» **TEXT TO READ**:
╔══
2. Why is this feature a useful, necessary, and/or important addition to this project?

Because a webserver that can take anywhere from 15 minutes to well north of an hour to start serving is not suitable for use in a production environment.

3. What alternatives are there, or what are you doing in the meantime to work around the lack of this feature?

Looking into using a different webserver. Caddy was supposed to take the hassle out of HTTPS, but this is a legitimately catastrophic issue.

4. Please link to any relevant issues, pull requests, or other discussions.

feature request

Source

deanishe

Most helpful comment

Please try to understand: The problem isn't that caddy refused to start due to an error.

I am hearing you, believe me. :) I definitely understand the difference here.

The problem is that Caddy refuses to serve requests until it has updated certificates that do not need to be updated in order for Caddy to serve requests

But the certificates _do_ need to be updated, because they are expiring soon. Critically soon. And they failed for 3 weeks. How much longer would you like to have postponed the actual problem?

What it should have done is immediately start serving requests using the perfectly valid certs it already has and worry about updating them once it was up and running and doing its actual job. There is absolutely no reason it couldn't do exactly that.

On the contrary, if Caddy starts serving expiring/ed certificates that it knows will not renew, there are zero good outcomes: the error will continue to go undisclosed and TLS handshakes will fail or connections will be refused at some arbitrary time in the future. Instead of getting complaints that the server is aborting for "no good reason", we'll get complaints that Caddy's cert management "fails to renew certificates" (neither of which are accurate).

Yes, there might have been some issues updating certificates (I don't know—systemd only has the logs since the last reboot, which was today), but that's beside the point.

That's unfortunate, because it's really _not_ beside the point: it is the point.

Systemd absolutely can keep logs beyond reboots (I'm looking at some right now that go back to January last year, through dozens and dozens of reboots); if you have no logs before reboots, it's a system misconfiguration.

Caddy can also be configured to emit logs directly to persistent files (or to stdout/stderr) which persist beyond reboots.

So, maybe we will never know. But I'm convinced that there would have been error messages in the logs for the last several weeks. Which leads me to this:

This is broken behaviour, tbh. Caddy should absolutely throw a bunch of dire warnings if there's a persistent problem with cert renewal.

You claim that giving 3 weeks of leniency is broken behavior, and that Caddy should "throw a bunch of dire warnings" -- yet that's exactly what it was doing: but they went unmonitored and now are gone.

There isn't enough information available to pinpoint the root cause.

So at this point---and I'm really really sorry to say this because I know this sucks---but given the circumstances, it could have been fixed by checking the logs.

Caddy 2 will probably be able to handle this differently because of how its configuration is loaded.

How on earth is unnecessarily shutting down a business for an extra week the "right" thing to do?

I didn't realize you were using this free software for your business! My bad. We recommend that businesses _always_ get a support contract so we can help ensure a proper setup of their web server and logs and prevent problems exactly like this one. I will have our sales guy get in touch to see what we can do for you.
╚══
» **ENTRIES SUPPLIED**:
╔══
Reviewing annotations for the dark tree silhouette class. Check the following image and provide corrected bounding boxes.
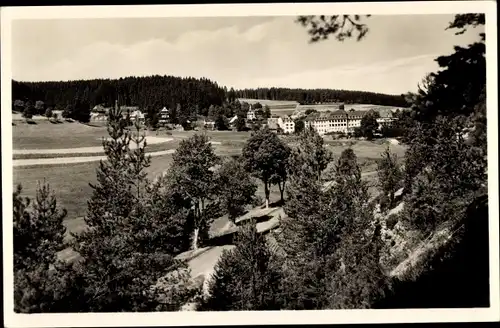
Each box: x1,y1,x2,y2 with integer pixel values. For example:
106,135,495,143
297,15,370,42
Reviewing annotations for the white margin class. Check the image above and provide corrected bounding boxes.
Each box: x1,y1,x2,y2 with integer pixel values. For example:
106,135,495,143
1,1,500,327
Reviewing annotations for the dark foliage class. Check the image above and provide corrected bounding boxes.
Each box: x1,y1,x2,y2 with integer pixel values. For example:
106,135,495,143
201,221,280,311
235,88,408,107
12,75,226,122
297,15,370,43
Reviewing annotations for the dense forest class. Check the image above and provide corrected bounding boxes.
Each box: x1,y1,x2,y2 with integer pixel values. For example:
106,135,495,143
230,88,408,107
12,75,227,118
12,75,406,117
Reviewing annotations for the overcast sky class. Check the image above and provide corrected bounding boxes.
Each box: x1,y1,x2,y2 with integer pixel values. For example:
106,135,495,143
12,15,483,94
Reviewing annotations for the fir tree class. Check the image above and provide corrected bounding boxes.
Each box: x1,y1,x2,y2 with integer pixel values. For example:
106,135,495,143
216,159,257,221
13,183,78,313
201,221,280,311
74,109,194,312
169,134,219,249
377,147,402,208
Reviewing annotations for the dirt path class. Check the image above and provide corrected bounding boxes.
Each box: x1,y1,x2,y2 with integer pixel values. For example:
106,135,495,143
12,136,174,155
12,149,175,167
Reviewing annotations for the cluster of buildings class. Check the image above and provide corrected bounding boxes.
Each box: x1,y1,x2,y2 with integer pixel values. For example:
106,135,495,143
268,105,396,135
90,101,145,123
91,103,396,135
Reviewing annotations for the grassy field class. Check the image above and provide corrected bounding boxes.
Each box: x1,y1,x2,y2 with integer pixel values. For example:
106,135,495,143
238,98,299,108
13,122,405,241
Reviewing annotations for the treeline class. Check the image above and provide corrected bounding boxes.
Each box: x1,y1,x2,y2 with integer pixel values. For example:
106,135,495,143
10,15,489,312
12,75,227,115
230,88,408,107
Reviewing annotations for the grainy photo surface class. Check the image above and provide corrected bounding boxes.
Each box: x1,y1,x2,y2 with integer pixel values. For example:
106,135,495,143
2,2,498,326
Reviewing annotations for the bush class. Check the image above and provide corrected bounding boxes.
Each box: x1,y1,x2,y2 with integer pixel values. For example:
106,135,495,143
385,214,399,230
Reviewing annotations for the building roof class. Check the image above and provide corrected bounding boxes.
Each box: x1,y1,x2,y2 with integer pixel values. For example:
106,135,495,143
229,115,238,124
305,109,368,121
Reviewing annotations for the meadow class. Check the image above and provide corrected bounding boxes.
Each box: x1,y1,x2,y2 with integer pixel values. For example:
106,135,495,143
13,122,405,241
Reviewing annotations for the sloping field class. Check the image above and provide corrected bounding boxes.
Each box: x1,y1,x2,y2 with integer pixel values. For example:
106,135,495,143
238,98,299,109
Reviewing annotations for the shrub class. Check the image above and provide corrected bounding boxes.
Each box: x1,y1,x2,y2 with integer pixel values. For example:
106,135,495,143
385,214,399,230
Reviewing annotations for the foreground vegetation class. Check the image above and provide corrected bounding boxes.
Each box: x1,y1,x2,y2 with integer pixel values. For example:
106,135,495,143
13,15,489,312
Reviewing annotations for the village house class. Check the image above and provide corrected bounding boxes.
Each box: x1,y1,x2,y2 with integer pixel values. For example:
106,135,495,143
267,115,279,131
130,110,146,124
229,115,238,129
278,116,295,133
376,108,397,129
247,105,257,121
304,109,395,135
158,107,170,125
203,117,215,130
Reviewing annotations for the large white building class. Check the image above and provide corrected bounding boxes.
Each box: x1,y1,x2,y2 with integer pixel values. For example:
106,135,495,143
158,107,170,124
277,116,295,133
304,109,394,135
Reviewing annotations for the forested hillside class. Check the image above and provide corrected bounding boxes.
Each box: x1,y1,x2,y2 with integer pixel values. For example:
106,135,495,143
230,88,408,107
12,75,226,117
12,75,407,116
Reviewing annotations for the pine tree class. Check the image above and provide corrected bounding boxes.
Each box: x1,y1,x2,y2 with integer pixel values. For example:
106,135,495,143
377,147,402,208
243,127,290,208
216,159,257,221
201,221,280,311
74,109,190,312
13,183,75,313
277,152,339,310
168,134,219,249
327,149,387,308
297,129,333,181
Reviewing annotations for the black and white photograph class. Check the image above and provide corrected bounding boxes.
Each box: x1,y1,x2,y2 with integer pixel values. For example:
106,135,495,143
1,1,500,327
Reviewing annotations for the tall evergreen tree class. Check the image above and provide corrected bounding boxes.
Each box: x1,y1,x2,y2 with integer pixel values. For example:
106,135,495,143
201,221,280,311
169,134,219,249
216,159,257,221
377,147,402,208
243,127,290,208
13,183,77,313
74,109,189,312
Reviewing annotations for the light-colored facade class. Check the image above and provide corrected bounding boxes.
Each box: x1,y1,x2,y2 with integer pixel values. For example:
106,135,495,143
130,110,146,123
277,116,295,133
247,108,257,121
158,107,170,124
304,110,380,135
203,118,215,130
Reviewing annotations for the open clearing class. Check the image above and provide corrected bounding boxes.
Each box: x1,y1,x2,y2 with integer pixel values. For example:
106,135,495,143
238,98,299,109
13,122,405,243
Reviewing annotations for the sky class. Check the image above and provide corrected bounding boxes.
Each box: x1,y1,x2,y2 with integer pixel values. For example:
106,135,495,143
12,15,483,94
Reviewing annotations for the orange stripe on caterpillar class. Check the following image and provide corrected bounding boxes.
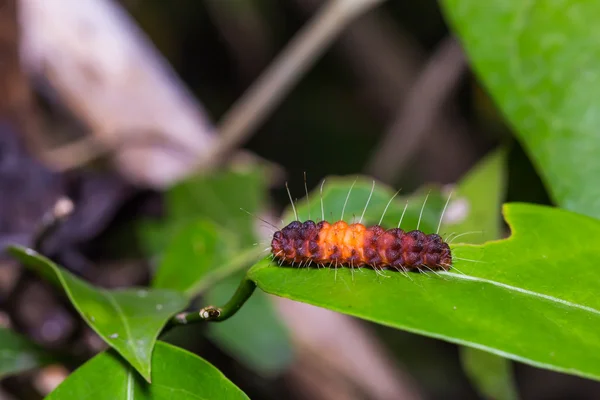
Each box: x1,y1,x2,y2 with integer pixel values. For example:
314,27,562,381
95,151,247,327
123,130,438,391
271,221,452,270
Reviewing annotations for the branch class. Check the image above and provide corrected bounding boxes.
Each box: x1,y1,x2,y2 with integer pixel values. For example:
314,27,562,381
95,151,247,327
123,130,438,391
367,38,467,182
207,0,384,165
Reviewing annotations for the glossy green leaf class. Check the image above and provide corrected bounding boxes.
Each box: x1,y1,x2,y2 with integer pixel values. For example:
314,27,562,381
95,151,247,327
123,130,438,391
284,176,447,233
47,341,248,400
442,0,600,218
0,328,52,379
9,247,187,380
446,150,518,400
249,200,600,379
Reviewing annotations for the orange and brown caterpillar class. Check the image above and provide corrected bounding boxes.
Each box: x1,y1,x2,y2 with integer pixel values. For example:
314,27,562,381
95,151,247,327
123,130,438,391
271,220,452,271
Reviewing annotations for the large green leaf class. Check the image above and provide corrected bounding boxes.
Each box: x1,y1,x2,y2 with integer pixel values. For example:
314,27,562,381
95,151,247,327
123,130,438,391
0,328,52,379
442,0,600,217
47,341,248,400
9,247,187,380
284,176,446,232
249,204,600,379
206,272,293,376
447,150,518,400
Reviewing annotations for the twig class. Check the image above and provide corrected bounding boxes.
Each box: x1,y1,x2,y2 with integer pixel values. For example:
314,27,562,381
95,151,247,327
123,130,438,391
367,37,467,182
207,0,384,165
33,197,74,253
164,277,256,331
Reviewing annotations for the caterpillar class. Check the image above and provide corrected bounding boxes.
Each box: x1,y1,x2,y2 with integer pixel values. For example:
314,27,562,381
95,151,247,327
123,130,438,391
271,182,452,272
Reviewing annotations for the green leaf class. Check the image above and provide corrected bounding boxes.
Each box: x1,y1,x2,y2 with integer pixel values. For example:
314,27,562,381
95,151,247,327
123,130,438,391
47,341,248,400
0,328,52,379
9,247,187,380
460,347,519,400
248,204,600,379
443,150,506,244
442,0,600,218
141,169,292,375
446,150,518,400
207,273,293,376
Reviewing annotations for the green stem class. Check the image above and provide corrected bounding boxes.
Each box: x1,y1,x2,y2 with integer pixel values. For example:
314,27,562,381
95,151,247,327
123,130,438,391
165,276,256,330
186,248,263,297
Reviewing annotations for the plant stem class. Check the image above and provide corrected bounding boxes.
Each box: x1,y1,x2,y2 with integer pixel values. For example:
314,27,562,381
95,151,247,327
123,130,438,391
205,0,384,166
164,276,256,331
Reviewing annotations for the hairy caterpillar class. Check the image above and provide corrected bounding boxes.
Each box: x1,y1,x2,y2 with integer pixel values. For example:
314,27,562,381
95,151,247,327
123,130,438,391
271,179,452,272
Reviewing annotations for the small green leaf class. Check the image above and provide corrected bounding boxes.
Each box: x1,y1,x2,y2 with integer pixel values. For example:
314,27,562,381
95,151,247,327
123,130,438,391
248,204,600,379
0,328,52,379
47,341,248,400
207,273,293,376
9,247,187,380
441,0,600,218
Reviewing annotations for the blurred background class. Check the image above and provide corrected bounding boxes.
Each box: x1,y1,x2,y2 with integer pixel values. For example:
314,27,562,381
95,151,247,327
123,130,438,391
0,0,600,399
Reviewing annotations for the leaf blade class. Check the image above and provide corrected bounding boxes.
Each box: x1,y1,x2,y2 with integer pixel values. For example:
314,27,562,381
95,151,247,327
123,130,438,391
47,341,248,400
9,246,187,379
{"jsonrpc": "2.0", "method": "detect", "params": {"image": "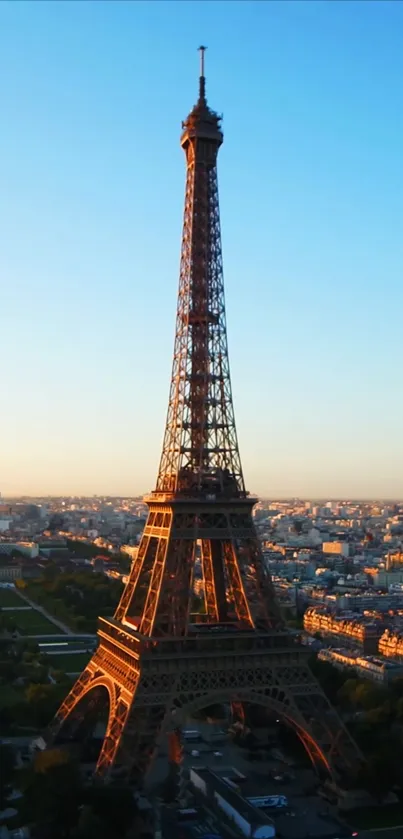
╚══
» **GIVEN REQUEST A**: Reproduce the passage of the Caddy thread from "Systemd absolutely can" up to and including "with cert renewal.".
» **GIVEN REQUEST B**: In the Caddy thread, why does the most helpful comment argue that Caddy should not start serving expiring certificates that it knows will not renew? Answer in one to three sentences.
The rows have no connection to the Caddy thread.

» **WRITTEN REPLY A**:
Systemd absolutely can keep logs beyond reboots (I'm looking at some right now that go back to January last year, through dozens and dozens of reboots); if you have no logs before reboots, it's a system misconfiguration.

Caddy can also be configured to emit logs directly to persistent files (or to stdout/stderr) which persist beyond reboots.

So, maybe we will never know. But I'm convinced that there would have been error messages in the logs for the last several weeks. Which leads me to this:

This is broken behaviour, tbh. Caddy should absolutely throw a bunch of dire warnings if there's a persistent problem with cert renewal.

» **WRITTEN REPLY B**: The comment argues that doing so has no good outcome. The error would stay undisclosed, and TLS handshakes would fail or connections would be refused at some arbitrary time later. Complaints would then claim that Caddy's cert management "fails to renew certificates."